(Instructions for the task) Within the records below, filter for lines carrying the word "element" and copy them.

───── Data

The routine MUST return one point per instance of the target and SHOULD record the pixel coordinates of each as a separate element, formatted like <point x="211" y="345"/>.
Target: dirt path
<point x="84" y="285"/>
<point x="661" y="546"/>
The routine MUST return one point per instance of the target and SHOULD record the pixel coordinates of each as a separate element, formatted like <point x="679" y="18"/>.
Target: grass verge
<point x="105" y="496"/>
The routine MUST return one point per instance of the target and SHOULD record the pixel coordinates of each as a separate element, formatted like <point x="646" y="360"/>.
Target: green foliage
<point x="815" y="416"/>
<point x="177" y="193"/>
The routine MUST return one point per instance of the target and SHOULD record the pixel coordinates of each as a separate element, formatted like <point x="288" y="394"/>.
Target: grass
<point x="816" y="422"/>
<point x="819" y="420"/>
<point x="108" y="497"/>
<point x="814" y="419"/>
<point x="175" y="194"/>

──────────
───── Data

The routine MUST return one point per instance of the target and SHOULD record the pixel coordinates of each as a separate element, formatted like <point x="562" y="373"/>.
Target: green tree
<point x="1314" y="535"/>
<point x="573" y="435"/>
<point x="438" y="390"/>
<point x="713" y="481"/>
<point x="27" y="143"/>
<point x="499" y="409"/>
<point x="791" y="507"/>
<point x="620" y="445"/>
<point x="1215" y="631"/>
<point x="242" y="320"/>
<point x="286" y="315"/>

──────────

(Response)
The routine MUST return one point per instance of the target and SHOULD record the pixel coordinates of each as a separate element, formatted like <point x="211" y="345"/>.
The routine MUST return one point per instance of the target and SHOULD record the pixel coordinates of each as a separate element, formatted like <point x="679" y="18"/>.
The routine MUST return one point per instance of the target and SHOULD record the pixel coordinates of each as a separate element, formatted like <point x="646" y="360"/>.
The routine MUST return one point per instance of the target and SHOULD record the pixel coordinates of each as a separate element, formatted like <point x="288" y="394"/>.
The routine MUST return one point per instance of the target and SHOULD record the pixel coordinates of each as a separate element, formatted like <point x="562" y="373"/>.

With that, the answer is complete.